LIST OF TASKS ▸
- a) Rewrite the TIROS-3 text's paragraph beginning "The satellite was in the form" as a short list that keeps its main facts.
- b) Quote the part of the TIROS-3 text that opens with the words containing "Former American weather" and closes with "Infrared Observation Satellites.".

EXERCISE PASSAGE ▸
· · · ·

Former American weather satellite

TIROS-3 (or TIROS-C) was a spin-stabilized meteorological satellite. It was the third in a series of Television Infrared Observation Satellites.

== Launch ==
TIROS-3 was launched on July 12, 1961, by a Thor-Delta rocket from Cape Canaveral Air Force Station, Florida. The spacecraft functioned nominally until January 22, 1962. The satellite orbited the Earth once every 98 minutes, at an inclination of 47.9°. Its perigee was 742 km and apogee was 812 km.

The polar-orbiting weather satellite TIROS-3 was launched with automatic picture transmission capability in 1963, which eventually provided continuous cloud images to over 100 nations.

== Mission ==
The satellite was in the form of an 18-sided right prism, 107 cm in diameter and 56 cm high. The top and sides of the spacecraft were covered with approximately 9000 1- by 2-cm silicon solar cells. TIROS-3 was equipped with two independent television camera subsystems for taking cloud cover pictures, plus a two-channel low-resolution radiometer, an omnidirectional radiometer, and a five-channel infrared scanning radiometer. All three radiometers were used for measuring radiation from the Earth and its atmosphere.

· · · ·

DATA ▸

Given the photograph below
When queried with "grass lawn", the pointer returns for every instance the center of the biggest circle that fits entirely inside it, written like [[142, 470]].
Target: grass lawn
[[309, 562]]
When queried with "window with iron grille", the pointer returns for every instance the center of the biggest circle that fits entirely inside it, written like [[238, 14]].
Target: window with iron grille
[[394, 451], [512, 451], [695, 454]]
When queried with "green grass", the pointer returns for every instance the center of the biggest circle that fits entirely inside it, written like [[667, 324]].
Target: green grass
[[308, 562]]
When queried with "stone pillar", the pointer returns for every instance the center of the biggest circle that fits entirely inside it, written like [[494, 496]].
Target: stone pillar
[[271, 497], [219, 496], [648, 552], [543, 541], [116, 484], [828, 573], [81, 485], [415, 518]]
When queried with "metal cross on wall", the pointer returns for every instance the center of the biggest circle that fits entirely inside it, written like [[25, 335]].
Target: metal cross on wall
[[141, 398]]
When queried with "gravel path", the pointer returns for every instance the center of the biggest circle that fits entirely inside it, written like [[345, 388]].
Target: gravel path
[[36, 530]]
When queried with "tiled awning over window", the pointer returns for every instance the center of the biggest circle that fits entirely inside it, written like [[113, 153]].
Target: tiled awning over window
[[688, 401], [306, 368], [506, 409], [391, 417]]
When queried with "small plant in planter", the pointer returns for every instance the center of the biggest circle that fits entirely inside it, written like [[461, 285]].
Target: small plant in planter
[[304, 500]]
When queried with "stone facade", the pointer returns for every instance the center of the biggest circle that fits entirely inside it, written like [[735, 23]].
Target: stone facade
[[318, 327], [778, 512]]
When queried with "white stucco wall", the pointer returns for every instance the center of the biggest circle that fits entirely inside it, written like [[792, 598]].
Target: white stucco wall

· · · ·

SOLUTIONS BELOW ▸
- a)
- Shape: an 18-sided right prism, 107 cm in diameter and 56 cm high
- Power: about 9000 silicon solar cells, each 1 by 2 cm, covering the top and sides
- Cameras: two independent television camera subsystems for cloud cover pictures
- Radiometers: a two-channel low-resolution radiometer, an omnidirectional radiometer, and a five-channel infrared scanning radiometer, all used to measure radiation from the Earth and its atmosphere

- b)
Former American weather satellite

TIROS-3 (or TIROS-C) was a spin-stabilized meteorological satellite. It was the third in a series of Television Infrared Observation Satellites.